*PROBLEM TO WORK ON:* Across these entries, how many lines contain the word "blonde"? Answer with only the number.

══════

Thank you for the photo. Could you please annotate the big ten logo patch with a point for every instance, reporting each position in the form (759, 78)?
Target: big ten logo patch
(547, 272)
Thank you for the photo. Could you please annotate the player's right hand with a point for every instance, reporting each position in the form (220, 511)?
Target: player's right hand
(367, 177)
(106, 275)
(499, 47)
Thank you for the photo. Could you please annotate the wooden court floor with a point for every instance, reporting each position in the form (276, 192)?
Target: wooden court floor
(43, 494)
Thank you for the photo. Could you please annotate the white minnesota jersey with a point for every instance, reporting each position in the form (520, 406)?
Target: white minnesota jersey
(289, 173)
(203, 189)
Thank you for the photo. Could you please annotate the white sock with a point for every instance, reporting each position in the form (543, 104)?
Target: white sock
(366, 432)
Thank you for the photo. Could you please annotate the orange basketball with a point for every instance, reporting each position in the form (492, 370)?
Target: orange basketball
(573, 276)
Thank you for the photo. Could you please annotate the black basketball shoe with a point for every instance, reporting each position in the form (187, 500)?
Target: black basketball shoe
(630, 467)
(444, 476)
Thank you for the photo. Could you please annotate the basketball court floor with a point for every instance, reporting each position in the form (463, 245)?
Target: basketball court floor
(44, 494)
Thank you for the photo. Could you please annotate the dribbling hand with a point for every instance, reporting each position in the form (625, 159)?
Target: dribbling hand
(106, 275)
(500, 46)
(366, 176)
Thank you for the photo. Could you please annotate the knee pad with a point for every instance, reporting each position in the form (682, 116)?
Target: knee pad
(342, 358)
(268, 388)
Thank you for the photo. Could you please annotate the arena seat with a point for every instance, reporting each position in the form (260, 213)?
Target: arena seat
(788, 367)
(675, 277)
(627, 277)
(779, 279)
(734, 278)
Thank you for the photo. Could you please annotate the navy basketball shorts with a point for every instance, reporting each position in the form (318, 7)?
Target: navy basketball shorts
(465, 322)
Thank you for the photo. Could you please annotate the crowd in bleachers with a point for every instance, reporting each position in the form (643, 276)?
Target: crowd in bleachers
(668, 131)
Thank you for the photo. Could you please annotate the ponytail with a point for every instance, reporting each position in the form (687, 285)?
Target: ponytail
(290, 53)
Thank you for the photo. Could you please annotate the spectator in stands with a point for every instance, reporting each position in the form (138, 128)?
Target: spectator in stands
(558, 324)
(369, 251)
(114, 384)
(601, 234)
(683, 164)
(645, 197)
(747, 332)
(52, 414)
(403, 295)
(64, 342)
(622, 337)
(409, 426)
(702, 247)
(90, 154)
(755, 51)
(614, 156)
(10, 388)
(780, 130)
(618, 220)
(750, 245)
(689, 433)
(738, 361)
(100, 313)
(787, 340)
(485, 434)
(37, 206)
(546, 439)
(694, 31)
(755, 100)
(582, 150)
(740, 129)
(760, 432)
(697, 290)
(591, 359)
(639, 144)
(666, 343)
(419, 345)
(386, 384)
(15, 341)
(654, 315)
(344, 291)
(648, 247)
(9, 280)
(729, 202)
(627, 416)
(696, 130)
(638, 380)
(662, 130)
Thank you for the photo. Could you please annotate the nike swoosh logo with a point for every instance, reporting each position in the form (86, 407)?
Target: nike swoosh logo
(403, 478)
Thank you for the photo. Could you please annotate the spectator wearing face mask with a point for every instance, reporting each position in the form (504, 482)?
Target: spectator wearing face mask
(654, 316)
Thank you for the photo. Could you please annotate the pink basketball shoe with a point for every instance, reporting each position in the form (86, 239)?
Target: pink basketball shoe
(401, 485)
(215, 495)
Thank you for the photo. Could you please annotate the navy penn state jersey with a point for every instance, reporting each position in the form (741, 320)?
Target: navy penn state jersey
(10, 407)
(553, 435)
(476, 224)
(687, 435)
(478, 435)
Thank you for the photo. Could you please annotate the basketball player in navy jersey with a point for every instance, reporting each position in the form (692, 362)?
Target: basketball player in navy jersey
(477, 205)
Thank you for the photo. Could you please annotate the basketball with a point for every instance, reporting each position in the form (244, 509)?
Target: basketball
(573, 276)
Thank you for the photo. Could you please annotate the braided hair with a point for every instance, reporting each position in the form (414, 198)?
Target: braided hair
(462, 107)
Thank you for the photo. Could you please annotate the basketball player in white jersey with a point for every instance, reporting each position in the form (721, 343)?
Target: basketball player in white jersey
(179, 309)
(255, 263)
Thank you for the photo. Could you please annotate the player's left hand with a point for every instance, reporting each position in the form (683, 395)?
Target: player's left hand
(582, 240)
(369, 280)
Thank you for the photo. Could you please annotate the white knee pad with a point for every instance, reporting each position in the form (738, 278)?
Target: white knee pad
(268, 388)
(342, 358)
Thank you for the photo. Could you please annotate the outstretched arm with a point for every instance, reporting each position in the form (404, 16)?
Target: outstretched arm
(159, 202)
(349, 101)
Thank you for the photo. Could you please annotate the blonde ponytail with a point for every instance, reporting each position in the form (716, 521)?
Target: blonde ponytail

══════

*SOLUTION TO THE PROBLEM:* 2